**Short exercise:**
Render every line of the items below as a numbered list, skipping blank lines and leaving the pictures out.
Start Material to process
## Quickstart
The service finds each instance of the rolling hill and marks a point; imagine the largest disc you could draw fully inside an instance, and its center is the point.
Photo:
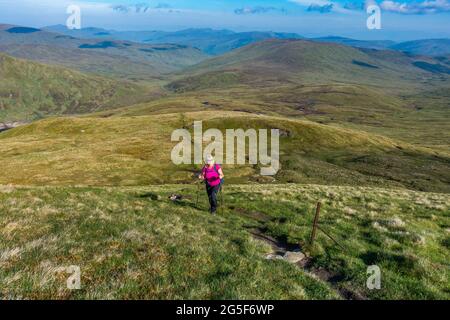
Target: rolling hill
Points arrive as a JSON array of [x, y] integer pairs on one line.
[[306, 62], [210, 41], [429, 47], [30, 90], [368, 44], [123, 59], [136, 151]]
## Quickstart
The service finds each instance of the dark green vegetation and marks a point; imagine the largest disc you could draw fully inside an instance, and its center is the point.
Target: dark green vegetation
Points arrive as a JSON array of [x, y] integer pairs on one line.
[[134, 243], [122, 59], [30, 91], [136, 151]]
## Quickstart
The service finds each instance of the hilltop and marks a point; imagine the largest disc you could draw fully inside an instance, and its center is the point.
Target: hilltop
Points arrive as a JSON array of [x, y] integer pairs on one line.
[[107, 58], [136, 151], [30, 90]]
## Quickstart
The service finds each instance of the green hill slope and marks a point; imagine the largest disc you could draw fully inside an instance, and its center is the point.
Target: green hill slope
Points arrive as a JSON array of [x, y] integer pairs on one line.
[[136, 151], [160, 249], [429, 47], [305, 62], [30, 90], [104, 57]]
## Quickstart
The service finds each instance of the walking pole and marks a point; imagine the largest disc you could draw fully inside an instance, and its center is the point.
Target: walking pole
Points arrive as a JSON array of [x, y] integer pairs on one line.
[[221, 198]]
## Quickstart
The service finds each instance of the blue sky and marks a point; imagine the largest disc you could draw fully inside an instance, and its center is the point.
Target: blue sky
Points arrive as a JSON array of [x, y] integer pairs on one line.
[[401, 19]]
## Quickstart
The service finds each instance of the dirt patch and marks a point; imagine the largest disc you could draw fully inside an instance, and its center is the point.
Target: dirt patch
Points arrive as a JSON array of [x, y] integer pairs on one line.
End Material to process
**Solution to the problem:**
1. ## Quickstart
2. The service finds each instance of the rolling hill and marks a point; imagine the largest disc you could draw fully inside an instance, and its center is the point.
3. Photo:
4. Target: rolling hill
5. Points arrive as a JSON array of [x, y] integer pairs on one line.
6. [[306, 62], [210, 41], [429, 47], [30, 90], [368, 44], [123, 59], [136, 151]]
7. ## Quickstart
8. The service finds each instance of the dark green vegetation and marks a point; imagine the largest disc you could draw fully inside an instance, and its center is the point.
9. Target: dark green vegetation
10. Points arrive as a JSON array of [x, y] integer pairs on one line.
11. [[134, 243], [122, 59], [30, 91], [136, 151]]
12. ## Quickstart
13. The service finds each instance of the hilltop and marks a point; imagine the largest disc you could draw fully inside an instance, and its center is the point.
14. Target: hilltop
15. Points arrive as a JSON array of [x, y] integer pairs on one line.
16. [[107, 58], [136, 151], [30, 90]]
17. ## Quickstart
18. The service finds each instance of the green hill slope and marks a point; imagine the largest disc you could draw fully inside an instance, and its center is the point.
19. Target: green hill slope
20. Points arrive as a JSON array of [x, y] integer pairs on one line.
21. [[136, 151], [160, 249], [429, 47], [305, 62], [30, 90], [104, 57]]
22. ## Quickstart
23. The service finds each instance of the walking pole and marks a point; imagine the largest disc you could draw fully inside an instance, and its center is the point.
24. Target: walking pole
25. Points arrive as a JSON array of [x, y] integer pairs on one line.
26. [[221, 198]]
27. ## Quickstart
28. The service finds each instance of the blue sky and marks a point; imagine the largest disc you could draw fully inside an instance, and its center is the point.
29. Target: blue sky
30. Points arrive as a JSON array of [x, y] integer pairs on one line.
31. [[401, 19]]
32. ## Quickstart
33. The service finds each instance of the dirt patch and marks a point; imagine the largest disc you could draw fully inside an instance, and its center is the point.
34. Target: dirt patch
35. Points arrive as a JSON array of [x, y] integer pairs on one line.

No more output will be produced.